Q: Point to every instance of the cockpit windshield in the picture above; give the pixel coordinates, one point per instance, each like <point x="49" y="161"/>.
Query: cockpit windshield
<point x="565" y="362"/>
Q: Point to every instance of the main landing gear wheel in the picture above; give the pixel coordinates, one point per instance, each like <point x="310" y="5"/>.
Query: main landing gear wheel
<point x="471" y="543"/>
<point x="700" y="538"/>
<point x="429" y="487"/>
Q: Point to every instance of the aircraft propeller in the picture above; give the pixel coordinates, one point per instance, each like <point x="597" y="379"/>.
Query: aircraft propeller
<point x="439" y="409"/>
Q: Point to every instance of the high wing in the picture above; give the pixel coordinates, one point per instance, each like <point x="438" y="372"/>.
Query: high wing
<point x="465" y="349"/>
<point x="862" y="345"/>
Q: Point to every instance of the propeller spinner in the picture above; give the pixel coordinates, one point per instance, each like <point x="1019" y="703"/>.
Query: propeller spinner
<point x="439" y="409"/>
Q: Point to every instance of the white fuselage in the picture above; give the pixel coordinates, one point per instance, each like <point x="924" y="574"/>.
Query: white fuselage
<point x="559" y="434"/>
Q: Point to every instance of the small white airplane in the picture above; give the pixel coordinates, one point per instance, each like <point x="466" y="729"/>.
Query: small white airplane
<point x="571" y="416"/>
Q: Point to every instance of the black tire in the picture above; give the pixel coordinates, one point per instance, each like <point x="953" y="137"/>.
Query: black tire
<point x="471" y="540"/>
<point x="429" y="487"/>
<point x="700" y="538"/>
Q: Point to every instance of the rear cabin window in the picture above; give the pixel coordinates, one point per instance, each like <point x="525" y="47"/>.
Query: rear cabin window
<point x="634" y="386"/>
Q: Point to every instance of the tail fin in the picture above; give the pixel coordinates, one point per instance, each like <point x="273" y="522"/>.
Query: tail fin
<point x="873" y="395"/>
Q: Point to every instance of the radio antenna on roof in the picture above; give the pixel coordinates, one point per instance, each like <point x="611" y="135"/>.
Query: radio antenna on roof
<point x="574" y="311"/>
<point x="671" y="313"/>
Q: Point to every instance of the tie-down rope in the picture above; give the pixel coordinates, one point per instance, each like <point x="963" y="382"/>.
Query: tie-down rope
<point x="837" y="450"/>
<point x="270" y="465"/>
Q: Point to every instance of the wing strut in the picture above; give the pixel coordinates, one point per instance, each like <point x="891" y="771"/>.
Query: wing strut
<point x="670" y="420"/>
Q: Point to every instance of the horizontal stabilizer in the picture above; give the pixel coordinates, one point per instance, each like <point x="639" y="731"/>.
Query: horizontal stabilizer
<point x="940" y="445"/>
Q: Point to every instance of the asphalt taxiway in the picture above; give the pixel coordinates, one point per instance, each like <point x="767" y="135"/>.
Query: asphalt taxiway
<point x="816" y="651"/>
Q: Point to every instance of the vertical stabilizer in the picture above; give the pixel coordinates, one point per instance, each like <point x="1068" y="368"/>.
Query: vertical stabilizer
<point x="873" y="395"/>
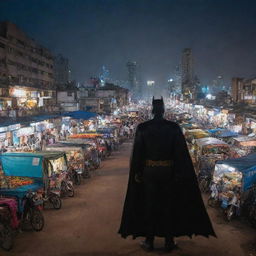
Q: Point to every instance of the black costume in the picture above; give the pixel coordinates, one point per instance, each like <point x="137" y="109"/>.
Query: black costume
<point x="163" y="198"/>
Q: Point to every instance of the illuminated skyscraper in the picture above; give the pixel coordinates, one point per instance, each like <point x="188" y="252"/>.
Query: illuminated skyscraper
<point x="187" y="73"/>
<point x="132" y="75"/>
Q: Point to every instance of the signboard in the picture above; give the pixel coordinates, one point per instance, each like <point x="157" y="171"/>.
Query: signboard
<point x="13" y="127"/>
<point x="2" y="136"/>
<point x="26" y="131"/>
<point x="3" y="129"/>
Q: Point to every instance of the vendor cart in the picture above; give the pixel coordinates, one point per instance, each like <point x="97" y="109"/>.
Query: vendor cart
<point x="208" y="151"/>
<point x="234" y="179"/>
<point x="75" y="159"/>
<point x="32" y="172"/>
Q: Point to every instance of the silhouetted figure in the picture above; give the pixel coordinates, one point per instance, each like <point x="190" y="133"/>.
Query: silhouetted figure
<point x="163" y="198"/>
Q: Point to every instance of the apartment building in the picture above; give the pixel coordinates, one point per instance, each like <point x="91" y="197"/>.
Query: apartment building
<point x="26" y="71"/>
<point x="244" y="90"/>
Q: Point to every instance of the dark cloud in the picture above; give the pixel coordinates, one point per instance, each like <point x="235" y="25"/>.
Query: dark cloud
<point x="92" y="33"/>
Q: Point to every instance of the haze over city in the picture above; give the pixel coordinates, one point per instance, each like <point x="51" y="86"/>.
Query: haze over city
<point x="152" y="33"/>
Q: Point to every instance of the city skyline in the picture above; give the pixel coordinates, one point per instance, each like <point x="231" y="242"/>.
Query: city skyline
<point x="152" y="33"/>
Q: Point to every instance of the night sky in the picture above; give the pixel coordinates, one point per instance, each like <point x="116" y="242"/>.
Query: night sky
<point x="92" y="33"/>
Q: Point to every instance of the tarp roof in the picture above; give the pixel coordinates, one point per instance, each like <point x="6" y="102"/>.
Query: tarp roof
<point x="241" y="164"/>
<point x="223" y="133"/>
<point x="80" y="114"/>
<point x="209" y="141"/>
<point x="42" y="154"/>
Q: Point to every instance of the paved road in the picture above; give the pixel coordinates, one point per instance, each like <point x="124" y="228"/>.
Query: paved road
<point x="87" y="224"/>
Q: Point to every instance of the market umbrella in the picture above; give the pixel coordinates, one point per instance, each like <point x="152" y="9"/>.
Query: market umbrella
<point x="80" y="114"/>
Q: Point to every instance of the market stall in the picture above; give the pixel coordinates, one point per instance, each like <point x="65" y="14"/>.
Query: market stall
<point x="75" y="154"/>
<point x="208" y="151"/>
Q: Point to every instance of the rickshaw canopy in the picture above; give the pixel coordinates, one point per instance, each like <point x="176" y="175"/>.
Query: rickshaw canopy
<point x="27" y="164"/>
<point x="246" y="165"/>
<point x="210" y="141"/>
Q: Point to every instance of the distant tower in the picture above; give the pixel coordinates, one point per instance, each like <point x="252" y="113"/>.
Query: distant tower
<point x="132" y="66"/>
<point x="187" y="74"/>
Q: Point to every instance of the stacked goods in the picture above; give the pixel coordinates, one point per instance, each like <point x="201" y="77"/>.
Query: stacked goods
<point x="85" y="135"/>
<point x="14" y="182"/>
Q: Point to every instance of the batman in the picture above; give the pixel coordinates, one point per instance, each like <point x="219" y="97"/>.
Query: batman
<point x="163" y="198"/>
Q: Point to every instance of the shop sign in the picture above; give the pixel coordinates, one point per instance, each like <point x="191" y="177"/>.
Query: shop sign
<point x="13" y="127"/>
<point x="253" y="125"/>
<point x="50" y="126"/>
<point x="34" y="94"/>
<point x="224" y="111"/>
<point x="40" y="127"/>
<point x="26" y="131"/>
<point x="3" y="129"/>
<point x="2" y="136"/>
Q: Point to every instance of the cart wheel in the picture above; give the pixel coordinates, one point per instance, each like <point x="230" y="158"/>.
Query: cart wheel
<point x="229" y="213"/>
<point x="78" y="179"/>
<point x="56" y="202"/>
<point x="211" y="202"/>
<point x="6" y="237"/>
<point x="71" y="191"/>
<point x="37" y="220"/>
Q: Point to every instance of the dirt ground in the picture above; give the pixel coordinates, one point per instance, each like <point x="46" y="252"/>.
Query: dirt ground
<point x="87" y="224"/>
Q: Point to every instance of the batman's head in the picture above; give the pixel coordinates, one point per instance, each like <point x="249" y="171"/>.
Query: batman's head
<point x="158" y="106"/>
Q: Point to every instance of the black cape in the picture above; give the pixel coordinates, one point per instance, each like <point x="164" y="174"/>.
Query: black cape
<point x="160" y="139"/>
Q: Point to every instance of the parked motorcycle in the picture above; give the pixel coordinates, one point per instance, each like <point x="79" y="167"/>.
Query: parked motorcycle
<point x="52" y="197"/>
<point x="6" y="232"/>
<point x="233" y="208"/>
<point x="33" y="211"/>
<point x="214" y="196"/>
<point x="76" y="176"/>
<point x="204" y="183"/>
<point x="66" y="188"/>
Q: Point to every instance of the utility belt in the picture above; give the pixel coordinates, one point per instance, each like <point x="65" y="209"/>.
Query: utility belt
<point x="159" y="163"/>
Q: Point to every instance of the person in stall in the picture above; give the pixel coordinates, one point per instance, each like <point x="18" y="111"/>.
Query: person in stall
<point x="163" y="198"/>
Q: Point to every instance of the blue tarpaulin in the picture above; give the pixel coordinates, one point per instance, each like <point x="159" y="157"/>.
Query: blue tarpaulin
<point x="80" y="114"/>
<point x="223" y="133"/>
<point x="25" y="165"/>
<point x="246" y="165"/>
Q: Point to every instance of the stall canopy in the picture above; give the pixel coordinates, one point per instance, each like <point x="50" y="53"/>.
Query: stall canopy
<point x="246" y="165"/>
<point x="43" y="117"/>
<point x="26" y="164"/>
<point x="223" y="133"/>
<point x="210" y="141"/>
<point x="80" y="114"/>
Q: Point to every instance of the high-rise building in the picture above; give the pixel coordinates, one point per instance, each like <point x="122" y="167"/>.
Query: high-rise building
<point x="132" y="75"/>
<point x="26" y="70"/>
<point x="187" y="73"/>
<point x="62" y="70"/>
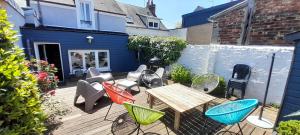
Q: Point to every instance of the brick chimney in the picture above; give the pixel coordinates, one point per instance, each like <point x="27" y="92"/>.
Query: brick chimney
<point x="151" y="7"/>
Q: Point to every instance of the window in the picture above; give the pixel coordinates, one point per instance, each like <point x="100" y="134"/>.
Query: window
<point x="83" y="59"/>
<point x="154" y="25"/>
<point x="85" y="12"/>
<point x="129" y="19"/>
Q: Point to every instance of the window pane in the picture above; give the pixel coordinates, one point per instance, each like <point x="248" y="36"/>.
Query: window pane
<point x="88" y="13"/>
<point x="103" y="59"/>
<point x="90" y="59"/>
<point x="150" y="24"/>
<point x="76" y="60"/>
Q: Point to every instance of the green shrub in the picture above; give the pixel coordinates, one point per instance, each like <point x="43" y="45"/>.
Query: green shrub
<point x="20" y="105"/>
<point x="180" y="74"/>
<point x="219" y="91"/>
<point x="166" y="48"/>
<point x="291" y="127"/>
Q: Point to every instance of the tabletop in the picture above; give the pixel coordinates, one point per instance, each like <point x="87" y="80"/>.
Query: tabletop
<point x="180" y="97"/>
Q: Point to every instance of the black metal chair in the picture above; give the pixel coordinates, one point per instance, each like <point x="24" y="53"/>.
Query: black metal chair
<point x="240" y="77"/>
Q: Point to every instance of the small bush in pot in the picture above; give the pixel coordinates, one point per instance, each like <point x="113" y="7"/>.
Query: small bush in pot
<point x="291" y="127"/>
<point x="180" y="74"/>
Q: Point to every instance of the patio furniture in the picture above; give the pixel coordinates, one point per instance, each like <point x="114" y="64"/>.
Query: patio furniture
<point x="90" y="92"/>
<point x="116" y="95"/>
<point x="231" y="113"/>
<point x="240" y="77"/>
<point x="153" y="79"/>
<point x="135" y="75"/>
<point x="180" y="98"/>
<point x="128" y="84"/>
<point x="93" y="75"/>
<point x="143" y="115"/>
<point x="206" y="83"/>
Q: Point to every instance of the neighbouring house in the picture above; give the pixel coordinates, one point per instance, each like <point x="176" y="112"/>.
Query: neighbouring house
<point x="260" y="22"/>
<point x="143" y="21"/>
<point x="15" y="15"/>
<point x="77" y="34"/>
<point x="199" y="28"/>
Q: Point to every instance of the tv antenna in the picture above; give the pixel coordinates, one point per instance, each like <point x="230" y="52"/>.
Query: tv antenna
<point x="212" y="2"/>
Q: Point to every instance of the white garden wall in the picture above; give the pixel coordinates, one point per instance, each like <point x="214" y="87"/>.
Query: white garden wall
<point x="220" y="59"/>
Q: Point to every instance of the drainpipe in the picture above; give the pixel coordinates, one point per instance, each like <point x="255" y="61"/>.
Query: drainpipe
<point x="98" y="20"/>
<point x="248" y="20"/>
<point x="40" y="12"/>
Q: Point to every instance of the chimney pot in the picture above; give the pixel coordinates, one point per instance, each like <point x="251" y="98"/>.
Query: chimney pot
<point x="152" y="7"/>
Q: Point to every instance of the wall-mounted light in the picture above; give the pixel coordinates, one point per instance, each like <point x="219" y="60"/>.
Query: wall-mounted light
<point x="90" y="39"/>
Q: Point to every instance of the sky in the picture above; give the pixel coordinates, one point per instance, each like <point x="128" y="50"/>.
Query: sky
<point x="170" y="11"/>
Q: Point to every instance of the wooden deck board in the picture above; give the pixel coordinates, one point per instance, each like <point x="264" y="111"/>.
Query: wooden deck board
<point x="192" y="122"/>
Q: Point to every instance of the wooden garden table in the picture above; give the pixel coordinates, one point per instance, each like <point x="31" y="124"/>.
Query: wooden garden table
<point x="180" y="98"/>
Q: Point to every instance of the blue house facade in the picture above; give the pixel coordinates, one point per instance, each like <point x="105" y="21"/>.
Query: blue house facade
<point x="71" y="51"/>
<point x="77" y="34"/>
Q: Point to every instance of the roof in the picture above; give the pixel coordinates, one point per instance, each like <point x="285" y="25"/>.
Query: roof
<point x="136" y="14"/>
<point x="232" y="8"/>
<point x="109" y="6"/>
<point x="53" y="28"/>
<point x="202" y="16"/>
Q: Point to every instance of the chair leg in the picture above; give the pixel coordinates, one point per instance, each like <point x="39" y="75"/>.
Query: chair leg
<point x="108" y="111"/>
<point x="240" y="129"/>
<point x="167" y="129"/>
<point x="243" y="92"/>
<point x="227" y="92"/>
<point x="138" y="129"/>
<point x="75" y="99"/>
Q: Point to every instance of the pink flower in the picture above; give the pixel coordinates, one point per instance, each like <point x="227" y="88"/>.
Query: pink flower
<point x="42" y="75"/>
<point x="52" y="92"/>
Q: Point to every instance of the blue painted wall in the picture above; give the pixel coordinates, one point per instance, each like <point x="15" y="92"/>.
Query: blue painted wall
<point x="291" y="100"/>
<point x="202" y="16"/>
<point x="121" y="59"/>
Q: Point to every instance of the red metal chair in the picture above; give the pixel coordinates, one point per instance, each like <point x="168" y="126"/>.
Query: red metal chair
<point x="116" y="95"/>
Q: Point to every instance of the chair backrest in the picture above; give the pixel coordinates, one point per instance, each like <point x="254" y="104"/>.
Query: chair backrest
<point x="85" y="88"/>
<point x="243" y="71"/>
<point x="141" y="68"/>
<point x="232" y="112"/>
<point x="92" y="71"/>
<point x="160" y="72"/>
<point x="205" y="83"/>
<point x="116" y="94"/>
<point x="143" y="115"/>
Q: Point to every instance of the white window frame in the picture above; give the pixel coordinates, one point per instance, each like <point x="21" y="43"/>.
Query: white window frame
<point x="82" y="52"/>
<point x="79" y="14"/>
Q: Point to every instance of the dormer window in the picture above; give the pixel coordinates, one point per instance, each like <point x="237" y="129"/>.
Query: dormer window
<point x="129" y="19"/>
<point x="85" y="10"/>
<point x="85" y="14"/>
<point x="153" y="25"/>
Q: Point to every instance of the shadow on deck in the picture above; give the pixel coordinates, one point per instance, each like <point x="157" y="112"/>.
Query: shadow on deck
<point x="119" y="123"/>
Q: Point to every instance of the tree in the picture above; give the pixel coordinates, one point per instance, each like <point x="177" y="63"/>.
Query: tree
<point x="20" y="105"/>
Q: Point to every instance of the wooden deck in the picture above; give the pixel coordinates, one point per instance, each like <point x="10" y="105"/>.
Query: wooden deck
<point x="119" y="123"/>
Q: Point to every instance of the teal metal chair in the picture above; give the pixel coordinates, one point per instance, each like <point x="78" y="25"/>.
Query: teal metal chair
<point x="233" y="112"/>
<point x="143" y="115"/>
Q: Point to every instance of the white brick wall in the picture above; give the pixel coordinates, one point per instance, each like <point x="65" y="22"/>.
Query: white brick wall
○ ○ ○ ○ ○
Only the lines from the one containing "Q: Point to every instance of the dormer" through the end of the entries above belong in the answer; repeat them exactly.

> _Result_:
Q: Point to every instance of the dormer window in the picture above; give the pixel coordinates, one point per instance, each like <point x="237" y="129"/>.
Query: dormer window
<point x="129" y="19"/>
<point x="85" y="10"/>
<point x="85" y="14"/>
<point x="153" y="25"/>
Q: Point to every instance of the shadow on deck in the picture above; give the pixel coordinates, one point per instance, each like <point x="157" y="112"/>.
Query: shadow on deck
<point x="119" y="123"/>
Q: Point to every instance of the tree in the picture above; give the pixel coordinates, one point per instance, each like <point x="177" y="63"/>.
Query: tree
<point x="20" y="105"/>
Q: Point to every instance of the wooden deck in the picture above; give the pixel coordinates, one point per instance, each like <point x="10" y="105"/>.
Query: wooden deck
<point x="119" y="123"/>
Q: Point to every instance of the teal metal chair in the picture above; give the pixel coordinates, one point per instance, each like <point x="78" y="25"/>.
Query: teal metal chair
<point x="233" y="112"/>
<point x="143" y="115"/>
Q: Point to every instance of the white brick wall in the picture above; give the pixel coordinates, one point per instance, each like <point x="65" y="22"/>.
Query: white brick wall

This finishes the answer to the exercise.